• [What to work on]: Print the lines from the one containing "[locate] bird (one" through the end of the records, both ends included, keeping every character unchanged.

• [Provided data]:

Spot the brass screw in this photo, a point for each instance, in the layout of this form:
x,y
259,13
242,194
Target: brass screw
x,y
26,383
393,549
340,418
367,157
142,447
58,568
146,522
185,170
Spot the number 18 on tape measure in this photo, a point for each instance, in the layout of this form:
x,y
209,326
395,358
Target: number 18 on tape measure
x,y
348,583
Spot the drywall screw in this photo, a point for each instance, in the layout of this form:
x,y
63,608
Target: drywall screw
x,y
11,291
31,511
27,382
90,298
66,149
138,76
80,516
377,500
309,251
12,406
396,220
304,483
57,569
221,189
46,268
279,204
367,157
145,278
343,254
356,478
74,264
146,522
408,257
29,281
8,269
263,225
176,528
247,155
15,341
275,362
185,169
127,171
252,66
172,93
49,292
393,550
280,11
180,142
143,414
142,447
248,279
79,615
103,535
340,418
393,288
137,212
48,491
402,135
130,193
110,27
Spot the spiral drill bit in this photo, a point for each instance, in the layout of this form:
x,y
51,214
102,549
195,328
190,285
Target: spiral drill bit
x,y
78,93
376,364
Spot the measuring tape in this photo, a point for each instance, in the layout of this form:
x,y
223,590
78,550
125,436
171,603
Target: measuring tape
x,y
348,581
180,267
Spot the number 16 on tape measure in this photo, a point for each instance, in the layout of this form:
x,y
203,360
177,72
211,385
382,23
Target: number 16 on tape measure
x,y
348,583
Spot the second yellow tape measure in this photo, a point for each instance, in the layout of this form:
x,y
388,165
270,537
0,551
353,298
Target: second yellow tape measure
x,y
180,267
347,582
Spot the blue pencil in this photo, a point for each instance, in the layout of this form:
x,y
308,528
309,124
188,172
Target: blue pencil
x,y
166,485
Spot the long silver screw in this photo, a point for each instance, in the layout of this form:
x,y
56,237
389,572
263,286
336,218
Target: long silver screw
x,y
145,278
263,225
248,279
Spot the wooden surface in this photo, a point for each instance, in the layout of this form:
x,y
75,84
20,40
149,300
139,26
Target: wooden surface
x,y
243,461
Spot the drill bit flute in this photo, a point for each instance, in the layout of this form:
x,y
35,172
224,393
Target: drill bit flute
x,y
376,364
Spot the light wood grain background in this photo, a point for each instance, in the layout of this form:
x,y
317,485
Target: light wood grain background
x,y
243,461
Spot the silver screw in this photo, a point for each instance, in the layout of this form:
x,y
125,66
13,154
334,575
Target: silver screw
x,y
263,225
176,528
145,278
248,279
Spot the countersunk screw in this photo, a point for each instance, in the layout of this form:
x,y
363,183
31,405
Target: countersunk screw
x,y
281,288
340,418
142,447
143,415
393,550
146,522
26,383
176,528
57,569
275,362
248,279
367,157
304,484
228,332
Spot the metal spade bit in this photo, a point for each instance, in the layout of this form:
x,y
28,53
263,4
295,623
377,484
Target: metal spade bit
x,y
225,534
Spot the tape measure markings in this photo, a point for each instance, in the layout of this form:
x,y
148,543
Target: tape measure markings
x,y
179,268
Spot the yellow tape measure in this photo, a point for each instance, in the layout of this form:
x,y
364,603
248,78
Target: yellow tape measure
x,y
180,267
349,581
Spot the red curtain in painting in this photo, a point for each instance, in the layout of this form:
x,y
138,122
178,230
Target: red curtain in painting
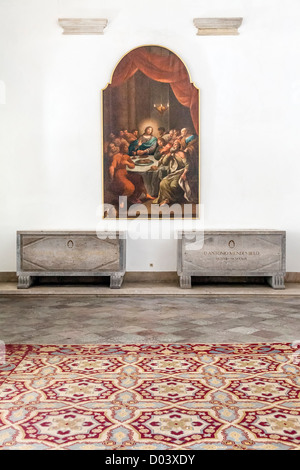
x,y
167,69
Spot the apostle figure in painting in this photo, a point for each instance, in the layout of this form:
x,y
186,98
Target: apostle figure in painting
x,y
174,187
188,142
124,183
145,144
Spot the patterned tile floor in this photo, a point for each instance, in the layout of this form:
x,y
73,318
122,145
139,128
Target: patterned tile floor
x,y
143,319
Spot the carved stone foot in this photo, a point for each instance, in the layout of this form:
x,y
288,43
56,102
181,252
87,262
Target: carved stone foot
x,y
277,282
116,281
24,282
185,282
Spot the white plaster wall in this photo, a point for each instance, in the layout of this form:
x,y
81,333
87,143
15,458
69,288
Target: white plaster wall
x,y
50,131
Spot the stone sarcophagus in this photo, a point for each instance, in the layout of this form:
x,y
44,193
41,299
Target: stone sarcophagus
x,y
70,254
234,253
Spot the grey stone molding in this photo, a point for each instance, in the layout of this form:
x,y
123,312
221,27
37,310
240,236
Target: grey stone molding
x,y
217,26
69,254
83,25
232,253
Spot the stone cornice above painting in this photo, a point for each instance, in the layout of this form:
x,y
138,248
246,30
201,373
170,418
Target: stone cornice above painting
x,y
217,26
83,25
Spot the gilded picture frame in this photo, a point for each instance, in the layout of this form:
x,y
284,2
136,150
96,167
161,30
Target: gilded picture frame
x,y
150,137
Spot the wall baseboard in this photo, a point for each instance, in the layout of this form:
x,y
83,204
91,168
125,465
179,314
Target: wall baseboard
x,y
150,276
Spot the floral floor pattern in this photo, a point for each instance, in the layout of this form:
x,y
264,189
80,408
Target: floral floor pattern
x,y
150,397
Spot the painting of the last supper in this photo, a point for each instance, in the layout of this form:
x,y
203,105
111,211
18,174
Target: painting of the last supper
x,y
150,116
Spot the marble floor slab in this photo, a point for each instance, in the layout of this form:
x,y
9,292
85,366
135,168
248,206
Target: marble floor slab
x,y
209,318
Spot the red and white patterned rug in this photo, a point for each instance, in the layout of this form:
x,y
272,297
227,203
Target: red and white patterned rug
x,y
150,397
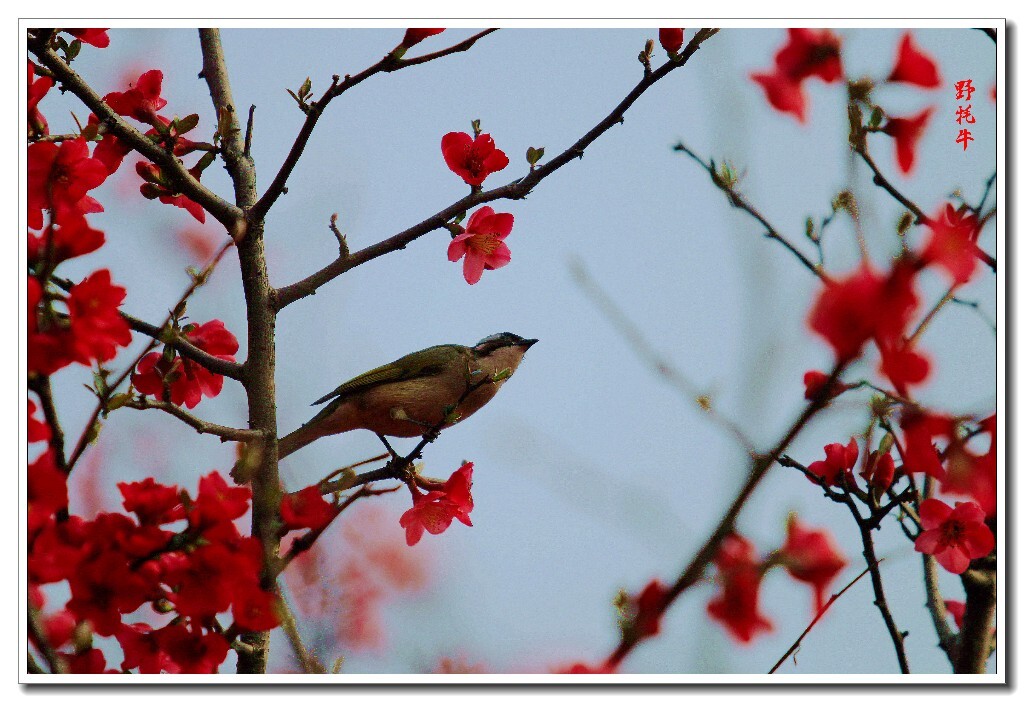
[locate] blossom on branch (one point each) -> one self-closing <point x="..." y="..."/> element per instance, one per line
<point x="182" y="381"/>
<point x="433" y="511"/>
<point x="913" y="66"/>
<point x="739" y="574"/>
<point x="472" y="160"/>
<point x="953" y="535"/>
<point x="481" y="244"/>
<point x="811" y="556"/>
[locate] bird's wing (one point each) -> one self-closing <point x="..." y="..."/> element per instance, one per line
<point x="408" y="367"/>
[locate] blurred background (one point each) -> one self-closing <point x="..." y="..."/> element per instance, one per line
<point x="593" y="473"/>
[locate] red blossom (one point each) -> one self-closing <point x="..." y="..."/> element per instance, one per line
<point x="96" y="37"/>
<point x="953" y="535"/>
<point x="739" y="573"/>
<point x="880" y="471"/>
<point x="415" y="35"/>
<point x="181" y="380"/>
<point x="783" y="93"/>
<point x="864" y="305"/>
<point x="913" y="66"/>
<point x="951" y="245"/>
<point x="97" y="327"/>
<point x="306" y="510"/>
<point x="672" y="40"/>
<point x="433" y="511"/>
<point x="472" y="160"/>
<point x="839" y="463"/>
<point x="153" y="502"/>
<point x="482" y="244"/>
<point x="811" y="556"/>
<point x="140" y="101"/>
<point x="38" y="87"/>
<point x="59" y="177"/>
<point x="906" y="132"/>
<point x="68" y="236"/>
<point x="39" y="430"/>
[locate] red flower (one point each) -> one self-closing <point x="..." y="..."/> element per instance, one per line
<point x="190" y="650"/>
<point x="472" y="160"/>
<point x="70" y="235"/>
<point x="913" y="66"/>
<point x="814" y="383"/>
<point x="864" y="305"/>
<point x="306" y="510"/>
<point x="416" y="35"/>
<point x="216" y="501"/>
<point x="953" y="535"/>
<point x="482" y="244"/>
<point x="647" y="609"/>
<point x="37" y="88"/>
<point x="951" y="245"/>
<point x="906" y="132"/>
<point x="739" y="574"/>
<point x="97" y="327"/>
<point x="140" y="101"/>
<point x="808" y="53"/>
<point x="185" y="381"/>
<point x="672" y="40"/>
<point x="153" y="502"/>
<point x="839" y="462"/>
<point x="903" y="365"/>
<point x="59" y="177"/>
<point x="142" y="651"/>
<point x="783" y="93"/>
<point x="811" y="52"/>
<point x="433" y="511"/>
<point x="95" y="37"/>
<point x="38" y="430"/>
<point x="880" y="471"/>
<point x="811" y="556"/>
<point x="957" y="610"/>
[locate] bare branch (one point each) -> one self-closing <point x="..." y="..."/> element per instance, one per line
<point x="201" y="426"/>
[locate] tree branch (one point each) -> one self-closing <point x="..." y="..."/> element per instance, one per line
<point x="517" y="189"/>
<point x="736" y="200"/>
<point x="201" y="426"/>
<point x="223" y="212"/>
<point x="389" y="63"/>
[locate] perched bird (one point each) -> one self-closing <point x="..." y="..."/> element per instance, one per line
<point x="413" y="395"/>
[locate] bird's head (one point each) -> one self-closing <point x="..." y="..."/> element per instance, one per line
<point x="500" y="351"/>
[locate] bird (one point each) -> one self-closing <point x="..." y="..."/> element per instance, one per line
<point x="417" y="394"/>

• [Full response]:
[locate] bird (one point each) -> one self-closing <point x="..." y="..."/> element per instance, one per line
<point x="417" y="394"/>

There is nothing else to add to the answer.